## [Lesetext]

Zur Veräußerung einer niederländischen Beteiligung nach Zuzug aus den Niederlanden

Der Vermögenszuwachs, der bis zum Zeitpunkt der Begründung der unbeschränkten Steuerpflicht entstanden ist, hat nicht i. S. v. § 17 Abs. 2 Satz 3 EStG aufgrund gesetzlicher Bestimmungen des Wegzugsstaats im Wegzugsstaat einer der Steuer nach § 6 AStG vergleichbaren Steuer unterlegen, wenn dort keine Steuer festgesetzt worden ist.

Hintergrund

X lebte in den Niederlanden und gründete dort in 1998 als Alleingesellschafter eine B. V. (Kapitalgesellschaft) mit einem Stammkapital von 18.000 EUR. Im Jahr 2006 zog er nach Deutschland. Im Jahr 2016 veräußerte er die im Privatvermögen gehaltene Beteiligung an der B. V.

## [Datensatzauszug]

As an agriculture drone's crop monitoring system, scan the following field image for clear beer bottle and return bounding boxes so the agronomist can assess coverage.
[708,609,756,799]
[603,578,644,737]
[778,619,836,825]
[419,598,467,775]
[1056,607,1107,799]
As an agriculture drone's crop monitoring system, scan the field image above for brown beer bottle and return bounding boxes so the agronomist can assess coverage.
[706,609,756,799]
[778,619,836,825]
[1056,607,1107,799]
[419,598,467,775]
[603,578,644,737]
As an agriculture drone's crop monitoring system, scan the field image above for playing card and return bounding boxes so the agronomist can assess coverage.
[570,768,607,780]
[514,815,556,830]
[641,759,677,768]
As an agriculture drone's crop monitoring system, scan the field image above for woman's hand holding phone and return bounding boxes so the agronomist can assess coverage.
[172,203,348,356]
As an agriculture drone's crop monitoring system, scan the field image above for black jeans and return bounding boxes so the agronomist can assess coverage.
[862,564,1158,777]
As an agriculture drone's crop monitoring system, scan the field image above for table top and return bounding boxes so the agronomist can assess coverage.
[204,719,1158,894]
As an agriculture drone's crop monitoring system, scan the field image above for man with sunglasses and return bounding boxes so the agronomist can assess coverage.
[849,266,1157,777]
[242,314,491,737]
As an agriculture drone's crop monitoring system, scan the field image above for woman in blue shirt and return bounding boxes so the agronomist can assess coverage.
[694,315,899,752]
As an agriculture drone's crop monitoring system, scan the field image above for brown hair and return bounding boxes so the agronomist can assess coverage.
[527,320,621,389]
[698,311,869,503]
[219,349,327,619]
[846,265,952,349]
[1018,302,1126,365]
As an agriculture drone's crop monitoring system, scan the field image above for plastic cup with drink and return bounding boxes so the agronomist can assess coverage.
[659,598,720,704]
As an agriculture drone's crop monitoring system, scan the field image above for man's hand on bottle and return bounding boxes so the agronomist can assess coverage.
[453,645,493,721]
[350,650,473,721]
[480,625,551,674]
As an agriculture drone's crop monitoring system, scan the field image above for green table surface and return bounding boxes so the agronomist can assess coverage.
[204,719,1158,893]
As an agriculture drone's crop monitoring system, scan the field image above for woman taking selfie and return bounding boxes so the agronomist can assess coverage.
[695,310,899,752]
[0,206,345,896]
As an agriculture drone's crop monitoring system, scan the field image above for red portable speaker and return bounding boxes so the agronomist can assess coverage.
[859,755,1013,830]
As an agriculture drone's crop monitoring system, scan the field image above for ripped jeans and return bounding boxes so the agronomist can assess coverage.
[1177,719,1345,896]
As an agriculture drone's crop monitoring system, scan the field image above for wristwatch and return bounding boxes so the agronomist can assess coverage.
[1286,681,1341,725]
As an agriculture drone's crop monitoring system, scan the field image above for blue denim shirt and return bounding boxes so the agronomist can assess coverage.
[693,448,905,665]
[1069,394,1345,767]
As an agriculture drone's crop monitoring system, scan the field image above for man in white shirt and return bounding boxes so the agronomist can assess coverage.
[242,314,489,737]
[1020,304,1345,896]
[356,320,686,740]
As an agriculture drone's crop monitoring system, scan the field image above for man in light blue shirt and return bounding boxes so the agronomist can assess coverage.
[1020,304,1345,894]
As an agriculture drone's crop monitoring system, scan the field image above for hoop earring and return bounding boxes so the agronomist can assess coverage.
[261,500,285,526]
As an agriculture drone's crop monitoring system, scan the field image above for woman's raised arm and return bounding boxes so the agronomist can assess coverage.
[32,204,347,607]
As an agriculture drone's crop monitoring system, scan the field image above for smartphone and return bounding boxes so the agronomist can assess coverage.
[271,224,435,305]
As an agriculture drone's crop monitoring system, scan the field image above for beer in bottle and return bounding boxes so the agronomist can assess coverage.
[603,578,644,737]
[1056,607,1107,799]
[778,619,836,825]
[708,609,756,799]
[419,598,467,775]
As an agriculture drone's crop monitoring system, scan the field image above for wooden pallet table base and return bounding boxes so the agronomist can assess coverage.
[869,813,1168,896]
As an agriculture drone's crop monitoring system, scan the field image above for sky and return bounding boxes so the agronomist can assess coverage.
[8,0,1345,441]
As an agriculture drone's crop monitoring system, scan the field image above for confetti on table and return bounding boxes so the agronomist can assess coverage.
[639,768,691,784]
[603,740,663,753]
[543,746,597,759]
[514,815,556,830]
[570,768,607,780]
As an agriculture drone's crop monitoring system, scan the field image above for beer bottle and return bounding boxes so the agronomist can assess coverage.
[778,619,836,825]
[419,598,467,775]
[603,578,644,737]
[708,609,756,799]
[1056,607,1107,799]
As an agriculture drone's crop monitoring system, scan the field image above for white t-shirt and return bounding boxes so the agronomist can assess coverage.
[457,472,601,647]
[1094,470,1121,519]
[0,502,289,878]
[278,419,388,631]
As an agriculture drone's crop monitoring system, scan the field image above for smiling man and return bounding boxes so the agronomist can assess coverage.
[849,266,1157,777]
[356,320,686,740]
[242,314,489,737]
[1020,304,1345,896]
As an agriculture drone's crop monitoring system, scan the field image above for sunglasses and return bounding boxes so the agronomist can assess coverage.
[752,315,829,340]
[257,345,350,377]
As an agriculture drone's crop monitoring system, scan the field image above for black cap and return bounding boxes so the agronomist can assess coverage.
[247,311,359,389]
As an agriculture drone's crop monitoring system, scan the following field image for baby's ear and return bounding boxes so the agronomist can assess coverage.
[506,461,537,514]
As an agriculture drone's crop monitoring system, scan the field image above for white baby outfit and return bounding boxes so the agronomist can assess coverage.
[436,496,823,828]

## [Aufgabe A]
Schreiben Sie aus dem Lesetext den Abschnitt ab, der mit den Worten „Der Vermögenszuwachs, der“ beginnt und nach „an der B. V.“ endet.
## [Aufgabe B]
Beantworten Sie anhand des Lesetexts:
(i) Mit welcher Steuer nach welcher Vorschrift muss die Steuer des Wegzugsstaats vergleichbar sein?
(ii) In welchem Jahr gründete X die B. V.?
(iii) Wann zog X nach Deutschland?
## [Aufgabe C]
Fassen Sie den Absatz des Lesetexts, der mit „X lebte in den Niederlanden“ beginnt, als Stichpunktliste zusammen.

## [Lösung A]
Der Vermögenszuwachs, der bis zum Zeitpunkt der Begründung der unbeschränkten Steuerpflicht entstanden ist, hat nicht i. S. v. § 17 Abs. 2 Satz 3 EStG aufgrund gesetzlicher Bestimmungen des Wegzugsstaats im Wegzugsstaat einer der Steuer nach § 6 AStG vergleichbaren Steuer unterlegen, wenn dort keine Steuer festgesetzt worden ist.

Hintergrund

X lebte in den Niederlanden und gründete dort in 1998 als Alleingesellschafter eine B. V. (Kapitalgesellschaft) mit einem Stammkapital von 18.000 EUR. Im Jahr 2006 zog er nach Deutschland. Im Jahr 2016 veräußerte er die im Privatvermögen gehaltene Beteiligung an der B. V.

## [Lösung B]
(i) Mit der Steuer nach § 6 AStG.
(ii) 1998.
(iii) Im Jahr 2006.

## [Lösung C]
- X lebte in den Niederlanden.
- 1998 gründete er dort als Alleingesellschafter eine B. V. (Kapitalgesellschaft) mit 18.000 EUR Stammkapital.
- 2006 zog er nach Deutschland.
- 2016 veräußerte er die Beteiligung an der B. V. aus seinem Privatvermögen.